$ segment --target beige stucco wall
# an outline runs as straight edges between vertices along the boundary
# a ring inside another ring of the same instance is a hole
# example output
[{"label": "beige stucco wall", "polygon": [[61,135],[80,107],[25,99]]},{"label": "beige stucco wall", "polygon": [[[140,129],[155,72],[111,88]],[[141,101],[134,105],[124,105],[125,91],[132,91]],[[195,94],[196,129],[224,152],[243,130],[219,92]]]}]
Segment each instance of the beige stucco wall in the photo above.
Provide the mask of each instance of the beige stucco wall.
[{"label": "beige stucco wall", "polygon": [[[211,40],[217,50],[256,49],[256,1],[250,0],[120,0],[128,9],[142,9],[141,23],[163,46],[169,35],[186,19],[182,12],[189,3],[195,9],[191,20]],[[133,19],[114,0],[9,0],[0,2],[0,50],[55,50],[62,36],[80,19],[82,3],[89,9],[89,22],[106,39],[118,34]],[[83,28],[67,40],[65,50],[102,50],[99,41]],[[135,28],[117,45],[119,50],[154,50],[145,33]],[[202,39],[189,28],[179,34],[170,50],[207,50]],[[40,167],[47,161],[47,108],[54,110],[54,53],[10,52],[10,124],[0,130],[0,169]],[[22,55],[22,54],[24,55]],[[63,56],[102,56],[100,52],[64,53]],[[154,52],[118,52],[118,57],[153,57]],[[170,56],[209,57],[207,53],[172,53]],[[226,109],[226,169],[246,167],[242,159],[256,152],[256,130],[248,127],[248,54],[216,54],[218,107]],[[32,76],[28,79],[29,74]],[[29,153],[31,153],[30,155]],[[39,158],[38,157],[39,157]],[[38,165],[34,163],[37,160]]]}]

Exercise details - Reproduce the data above with every "instance" switched to "occurrence", keeping everything else unchanged.

Written answer -
$ segment --target beige stucco wall
# an outline runs as straight edges between vertices along the boundary
# a ring inside another ring of the same occurrence is a hole
# example output
[{"label": "beige stucco wall", "polygon": [[61,135],[80,107],[25,99]]},{"label": "beige stucco wall", "polygon": [[[140,129],[155,72],[111,88]],[[141,101],[134,105],[124,105],[125,91],[132,91]],[[195,94],[196,129],[224,152],[243,130],[219,92]]]}]
Segment each occurrence of the beige stucco wall in the photo above.
Provide the mask of each occurrence of the beige stucco wall.
[{"label": "beige stucco wall", "polygon": [[[211,40],[217,50],[256,49],[256,1],[250,0],[120,0],[128,9],[142,9],[141,23],[163,46],[169,35],[186,19],[182,12],[189,3],[195,9],[191,20]],[[133,19],[114,0],[9,0],[0,2],[0,50],[55,50],[62,36],[80,19],[82,3],[89,9],[89,22],[106,39],[118,34]],[[83,28],[67,40],[65,50],[102,50],[99,41]],[[135,28],[117,45],[119,50],[154,50],[145,33]],[[202,39],[189,28],[179,34],[170,50],[207,50]],[[40,167],[47,161],[47,108],[54,110],[54,53],[10,52],[10,124],[0,130],[0,169]],[[22,55],[22,54],[24,55]],[[63,56],[102,56],[100,52],[64,53]],[[154,52],[118,52],[118,57],[153,57]],[[170,56],[209,57],[207,53],[172,53]],[[226,109],[226,169],[246,167],[242,159],[256,152],[256,130],[248,127],[248,54],[216,54],[218,107]],[[32,76],[28,79],[29,74]],[[29,153],[31,153],[30,155]],[[39,158],[38,157],[39,157]],[[38,165],[34,163],[37,160]]]}]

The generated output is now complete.